Start WORKING DATA

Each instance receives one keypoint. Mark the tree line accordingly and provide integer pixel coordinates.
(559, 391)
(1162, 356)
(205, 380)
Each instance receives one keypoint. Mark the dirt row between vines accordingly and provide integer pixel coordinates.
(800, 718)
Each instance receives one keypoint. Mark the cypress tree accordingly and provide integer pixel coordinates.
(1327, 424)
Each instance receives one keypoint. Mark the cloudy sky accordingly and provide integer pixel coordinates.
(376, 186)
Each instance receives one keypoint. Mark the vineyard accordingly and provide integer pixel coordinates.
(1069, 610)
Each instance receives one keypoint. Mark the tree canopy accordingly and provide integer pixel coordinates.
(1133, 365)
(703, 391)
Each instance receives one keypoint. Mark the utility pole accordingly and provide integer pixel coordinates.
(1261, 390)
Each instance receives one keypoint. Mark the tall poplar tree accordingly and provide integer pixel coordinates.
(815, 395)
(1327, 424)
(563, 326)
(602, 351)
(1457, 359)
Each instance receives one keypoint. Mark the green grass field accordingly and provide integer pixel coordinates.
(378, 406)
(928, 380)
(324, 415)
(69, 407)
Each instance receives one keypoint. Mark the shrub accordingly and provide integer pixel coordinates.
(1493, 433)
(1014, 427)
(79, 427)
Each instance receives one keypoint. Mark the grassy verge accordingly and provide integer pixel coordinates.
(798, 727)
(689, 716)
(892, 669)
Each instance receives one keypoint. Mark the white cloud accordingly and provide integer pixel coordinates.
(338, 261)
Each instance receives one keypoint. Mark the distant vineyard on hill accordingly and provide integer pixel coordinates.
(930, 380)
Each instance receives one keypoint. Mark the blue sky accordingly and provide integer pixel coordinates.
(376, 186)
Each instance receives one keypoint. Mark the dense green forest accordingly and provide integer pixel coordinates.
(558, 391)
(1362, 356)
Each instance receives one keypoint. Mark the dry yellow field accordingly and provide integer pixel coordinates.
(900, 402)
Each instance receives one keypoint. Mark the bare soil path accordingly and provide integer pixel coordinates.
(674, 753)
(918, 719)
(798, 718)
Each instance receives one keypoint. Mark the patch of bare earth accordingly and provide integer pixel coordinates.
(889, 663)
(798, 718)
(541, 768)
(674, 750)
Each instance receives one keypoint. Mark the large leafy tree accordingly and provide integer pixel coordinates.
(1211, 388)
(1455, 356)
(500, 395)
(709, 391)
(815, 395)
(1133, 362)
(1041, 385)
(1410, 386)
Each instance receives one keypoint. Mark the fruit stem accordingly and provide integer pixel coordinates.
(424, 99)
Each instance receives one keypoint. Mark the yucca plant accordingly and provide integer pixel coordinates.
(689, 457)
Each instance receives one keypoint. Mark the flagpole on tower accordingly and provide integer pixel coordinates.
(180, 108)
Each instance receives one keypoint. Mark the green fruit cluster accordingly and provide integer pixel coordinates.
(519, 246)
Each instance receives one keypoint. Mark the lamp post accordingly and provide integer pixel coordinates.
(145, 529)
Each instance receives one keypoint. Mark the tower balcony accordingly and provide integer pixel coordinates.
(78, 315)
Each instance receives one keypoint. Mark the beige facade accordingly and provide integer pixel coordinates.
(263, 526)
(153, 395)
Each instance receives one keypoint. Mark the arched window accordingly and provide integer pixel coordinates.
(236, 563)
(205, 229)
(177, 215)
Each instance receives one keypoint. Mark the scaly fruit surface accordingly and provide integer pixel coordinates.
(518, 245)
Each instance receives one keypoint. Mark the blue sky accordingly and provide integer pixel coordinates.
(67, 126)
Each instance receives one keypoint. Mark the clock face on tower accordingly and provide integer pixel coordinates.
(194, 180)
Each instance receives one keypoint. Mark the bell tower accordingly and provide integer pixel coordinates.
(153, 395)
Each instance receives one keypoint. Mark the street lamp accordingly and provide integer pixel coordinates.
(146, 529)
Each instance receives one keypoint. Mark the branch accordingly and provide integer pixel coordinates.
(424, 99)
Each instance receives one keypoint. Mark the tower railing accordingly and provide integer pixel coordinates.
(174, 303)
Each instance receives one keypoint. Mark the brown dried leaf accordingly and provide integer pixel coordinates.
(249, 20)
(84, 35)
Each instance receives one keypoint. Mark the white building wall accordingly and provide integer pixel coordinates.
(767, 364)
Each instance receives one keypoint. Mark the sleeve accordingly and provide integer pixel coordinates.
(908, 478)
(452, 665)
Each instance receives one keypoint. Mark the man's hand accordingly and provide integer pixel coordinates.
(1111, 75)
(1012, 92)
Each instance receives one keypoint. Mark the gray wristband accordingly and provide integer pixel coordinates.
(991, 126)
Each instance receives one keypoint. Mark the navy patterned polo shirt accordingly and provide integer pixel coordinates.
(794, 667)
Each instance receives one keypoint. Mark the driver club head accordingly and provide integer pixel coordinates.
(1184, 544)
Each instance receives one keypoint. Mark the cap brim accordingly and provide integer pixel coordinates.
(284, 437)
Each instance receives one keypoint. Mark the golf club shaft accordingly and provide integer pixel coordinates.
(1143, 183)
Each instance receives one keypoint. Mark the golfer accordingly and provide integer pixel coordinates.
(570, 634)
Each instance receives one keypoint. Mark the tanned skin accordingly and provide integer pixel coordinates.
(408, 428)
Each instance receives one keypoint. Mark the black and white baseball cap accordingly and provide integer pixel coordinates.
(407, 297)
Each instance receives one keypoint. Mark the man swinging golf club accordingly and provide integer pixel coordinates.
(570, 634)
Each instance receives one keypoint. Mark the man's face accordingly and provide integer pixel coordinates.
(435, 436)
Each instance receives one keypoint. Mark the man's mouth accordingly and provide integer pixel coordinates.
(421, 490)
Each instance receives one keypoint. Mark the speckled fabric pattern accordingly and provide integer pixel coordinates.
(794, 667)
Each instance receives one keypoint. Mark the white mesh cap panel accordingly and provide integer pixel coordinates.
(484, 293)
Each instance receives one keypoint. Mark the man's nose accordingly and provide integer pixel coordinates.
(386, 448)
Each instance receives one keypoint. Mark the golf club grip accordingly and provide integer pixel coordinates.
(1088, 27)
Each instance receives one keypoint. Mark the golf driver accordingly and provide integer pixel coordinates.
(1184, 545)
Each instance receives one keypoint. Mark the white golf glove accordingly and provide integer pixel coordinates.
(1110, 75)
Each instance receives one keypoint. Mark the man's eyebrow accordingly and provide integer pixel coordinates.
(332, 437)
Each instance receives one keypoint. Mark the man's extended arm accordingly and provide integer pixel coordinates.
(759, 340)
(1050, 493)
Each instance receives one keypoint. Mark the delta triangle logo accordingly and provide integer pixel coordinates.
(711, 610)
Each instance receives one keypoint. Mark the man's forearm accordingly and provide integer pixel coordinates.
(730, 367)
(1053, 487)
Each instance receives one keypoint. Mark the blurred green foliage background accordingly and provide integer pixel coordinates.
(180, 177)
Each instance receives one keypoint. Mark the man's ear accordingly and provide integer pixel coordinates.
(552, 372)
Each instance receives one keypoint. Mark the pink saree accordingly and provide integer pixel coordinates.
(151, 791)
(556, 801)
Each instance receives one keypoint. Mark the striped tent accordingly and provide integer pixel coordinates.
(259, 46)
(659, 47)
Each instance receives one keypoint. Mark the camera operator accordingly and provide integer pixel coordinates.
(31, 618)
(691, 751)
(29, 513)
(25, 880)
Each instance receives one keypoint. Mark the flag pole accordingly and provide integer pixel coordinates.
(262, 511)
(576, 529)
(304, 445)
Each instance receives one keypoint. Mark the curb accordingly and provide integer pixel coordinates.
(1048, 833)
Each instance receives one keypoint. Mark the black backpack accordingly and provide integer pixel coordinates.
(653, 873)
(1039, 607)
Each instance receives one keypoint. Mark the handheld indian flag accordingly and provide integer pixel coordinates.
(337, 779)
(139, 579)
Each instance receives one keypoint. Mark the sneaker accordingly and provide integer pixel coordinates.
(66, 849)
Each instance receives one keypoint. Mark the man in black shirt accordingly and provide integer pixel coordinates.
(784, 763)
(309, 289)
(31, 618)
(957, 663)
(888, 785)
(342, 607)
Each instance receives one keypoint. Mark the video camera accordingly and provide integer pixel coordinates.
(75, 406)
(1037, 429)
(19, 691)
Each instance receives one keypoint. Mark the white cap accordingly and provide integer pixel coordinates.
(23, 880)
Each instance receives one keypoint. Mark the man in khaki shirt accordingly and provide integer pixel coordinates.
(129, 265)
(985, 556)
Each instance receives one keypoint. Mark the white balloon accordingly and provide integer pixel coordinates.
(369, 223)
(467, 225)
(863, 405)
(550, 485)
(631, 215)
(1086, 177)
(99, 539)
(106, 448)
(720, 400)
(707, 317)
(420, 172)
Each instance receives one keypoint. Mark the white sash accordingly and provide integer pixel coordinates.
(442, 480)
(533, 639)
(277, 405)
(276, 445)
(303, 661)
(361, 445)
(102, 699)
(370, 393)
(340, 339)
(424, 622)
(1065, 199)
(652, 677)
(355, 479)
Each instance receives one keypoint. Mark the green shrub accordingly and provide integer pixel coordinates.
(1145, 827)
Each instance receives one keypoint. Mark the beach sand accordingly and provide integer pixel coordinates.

End WORKING DATA

_WHAT IS EXPECTED_
Render the lines of the data above, from the line containing "Each instance receives one keypoint. Mark the delta" through the line containing "(1053, 487)" inclusive, as a Markdown table with the columns Row and Data line, leaving out any blank lines.

_WORKED SOLUTION_
| Row | Data line |
|---|---|
| 1 | Each instance receives one keypoint. Mark the delta triangle logo accordingly and provide integer pixel coordinates. |
| 2 | (711, 610) |
| 3 | Each instance receives one keypoint. Mark the man's forearm accordingly and provide integer pixel coordinates. |
| 4 | (730, 367) |
| 5 | (1053, 487) |